→ **TASK GOAL**:
Could you restate word for word every line of the records below, from the first one to the one holding "[[573, 4], [207, 78], [54, 252], [362, 6]]"?
□ □ □ □ □ □ □
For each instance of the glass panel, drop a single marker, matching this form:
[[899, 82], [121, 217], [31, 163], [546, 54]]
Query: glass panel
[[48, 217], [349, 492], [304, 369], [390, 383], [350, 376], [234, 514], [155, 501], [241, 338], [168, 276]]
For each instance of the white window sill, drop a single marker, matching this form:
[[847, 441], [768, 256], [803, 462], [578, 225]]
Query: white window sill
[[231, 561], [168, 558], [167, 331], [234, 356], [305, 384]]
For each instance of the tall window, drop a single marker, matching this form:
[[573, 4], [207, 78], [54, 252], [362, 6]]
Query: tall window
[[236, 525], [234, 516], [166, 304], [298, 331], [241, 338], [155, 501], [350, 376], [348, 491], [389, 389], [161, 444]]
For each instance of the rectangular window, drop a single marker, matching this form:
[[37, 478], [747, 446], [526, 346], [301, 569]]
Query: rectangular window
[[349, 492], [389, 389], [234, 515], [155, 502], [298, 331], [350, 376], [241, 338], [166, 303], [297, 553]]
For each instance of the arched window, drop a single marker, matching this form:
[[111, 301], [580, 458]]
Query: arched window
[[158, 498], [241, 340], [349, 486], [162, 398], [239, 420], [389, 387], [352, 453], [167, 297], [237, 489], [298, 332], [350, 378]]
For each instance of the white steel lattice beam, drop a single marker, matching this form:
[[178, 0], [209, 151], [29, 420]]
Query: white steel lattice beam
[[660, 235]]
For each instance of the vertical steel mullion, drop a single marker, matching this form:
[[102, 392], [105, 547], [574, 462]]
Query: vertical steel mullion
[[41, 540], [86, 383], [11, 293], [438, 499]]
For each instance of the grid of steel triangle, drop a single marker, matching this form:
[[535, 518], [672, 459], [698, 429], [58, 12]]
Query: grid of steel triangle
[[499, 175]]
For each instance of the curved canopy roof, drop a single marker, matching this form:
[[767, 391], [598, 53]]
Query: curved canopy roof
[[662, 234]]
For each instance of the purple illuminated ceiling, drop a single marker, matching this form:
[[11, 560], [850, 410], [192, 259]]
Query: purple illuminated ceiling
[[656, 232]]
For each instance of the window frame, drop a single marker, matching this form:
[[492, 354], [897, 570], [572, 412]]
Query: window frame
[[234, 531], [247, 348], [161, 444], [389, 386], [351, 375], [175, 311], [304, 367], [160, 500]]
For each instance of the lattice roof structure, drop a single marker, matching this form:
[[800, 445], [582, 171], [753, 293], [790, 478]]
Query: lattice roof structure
□ □ □ □ □ □ □
→ **PROBLEM SOLUTION**:
For each instance of the glass panel, drop a single marker, matching this form:
[[899, 82], [121, 217], [31, 163], [546, 54]]
Query: glass panel
[[48, 217], [349, 492], [304, 369], [390, 383], [350, 376], [234, 514], [155, 501], [241, 338], [168, 276]]
For each instance of the white window sill, drop a single marker, matching this form:
[[847, 441], [768, 256], [803, 462], [578, 225]]
Query: white window sill
[[231, 561], [168, 558], [167, 331], [234, 356], [305, 384]]
For each instance of the tall window, drop a single marker, matching this form:
[[573, 4], [207, 78], [54, 252], [362, 6]]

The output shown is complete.